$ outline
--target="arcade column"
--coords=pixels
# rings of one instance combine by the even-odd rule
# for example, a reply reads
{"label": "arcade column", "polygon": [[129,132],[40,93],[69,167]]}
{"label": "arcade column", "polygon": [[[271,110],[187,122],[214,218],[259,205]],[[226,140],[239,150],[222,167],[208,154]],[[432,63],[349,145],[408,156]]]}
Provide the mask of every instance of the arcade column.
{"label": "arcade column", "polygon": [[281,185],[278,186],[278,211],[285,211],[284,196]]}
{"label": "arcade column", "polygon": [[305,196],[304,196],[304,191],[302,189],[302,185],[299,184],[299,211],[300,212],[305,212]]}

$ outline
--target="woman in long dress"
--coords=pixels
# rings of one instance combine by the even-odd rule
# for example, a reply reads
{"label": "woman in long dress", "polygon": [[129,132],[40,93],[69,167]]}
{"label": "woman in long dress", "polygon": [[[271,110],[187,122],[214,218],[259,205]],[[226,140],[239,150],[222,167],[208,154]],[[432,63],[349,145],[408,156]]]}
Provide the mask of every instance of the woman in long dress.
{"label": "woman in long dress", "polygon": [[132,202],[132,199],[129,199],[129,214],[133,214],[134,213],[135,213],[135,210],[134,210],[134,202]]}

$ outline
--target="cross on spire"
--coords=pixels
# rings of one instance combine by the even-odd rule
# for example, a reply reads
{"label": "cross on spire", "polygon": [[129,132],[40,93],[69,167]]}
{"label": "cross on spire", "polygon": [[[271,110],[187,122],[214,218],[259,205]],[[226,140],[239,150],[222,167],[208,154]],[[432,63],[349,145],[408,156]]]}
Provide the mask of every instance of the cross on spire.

• What to produce: Reproduce each entry exactly, leaving out nothing.

• Full response:
$ outline
--target="arcade column"
--coords=pixels
# rings of one instance combine by the even-odd rule
# for example, a reply reads
{"label": "arcade column", "polygon": [[129,132],[40,93],[69,167]]}
{"label": "arcade column", "polygon": [[[271,110],[187,122],[214,218],[259,205]],[[226,140],[239,150],[222,167],[208,154]],[[432,63],[349,145],[408,156]]]}
Provide the mask of every instance of the arcade column.
{"label": "arcade column", "polygon": [[281,185],[278,186],[278,211],[285,211],[284,196]]}
{"label": "arcade column", "polygon": [[305,196],[304,196],[304,191],[302,189],[302,185],[299,184],[299,211],[300,212],[305,212]]}

$ outline
--target="woman in long dress"
--coords=pixels
# rings of one instance combine by the even-odd rule
# for example, a reply reads
{"label": "woman in long dress", "polygon": [[129,132],[40,93],[69,167]]}
{"label": "woman in long dress", "polygon": [[[271,110],[187,122],[214,218],[259,205]],[[226,140],[239,150],[222,167],[208,154]],[[432,63],[349,145],[408,156]]]}
Provide the mask of every instance of the woman in long dress.
{"label": "woman in long dress", "polygon": [[132,202],[132,199],[129,199],[129,214],[133,214],[134,213],[135,213],[135,210],[134,210],[134,202]]}

$ outline
--target="cross on spire"
--coords=pixels
# rings of one instance combine by the even-odd rule
# for example, a reply reads
{"label": "cross on spire", "polygon": [[129,132],[40,93],[69,167]]}
{"label": "cross on spire", "polygon": [[[271,110],[187,122],[214,218],[259,205]],[[226,140],[239,150],[222,167],[208,154]],[[432,63],[349,145],[408,156]]]}
Provide the mask of every instance of the cross on spire.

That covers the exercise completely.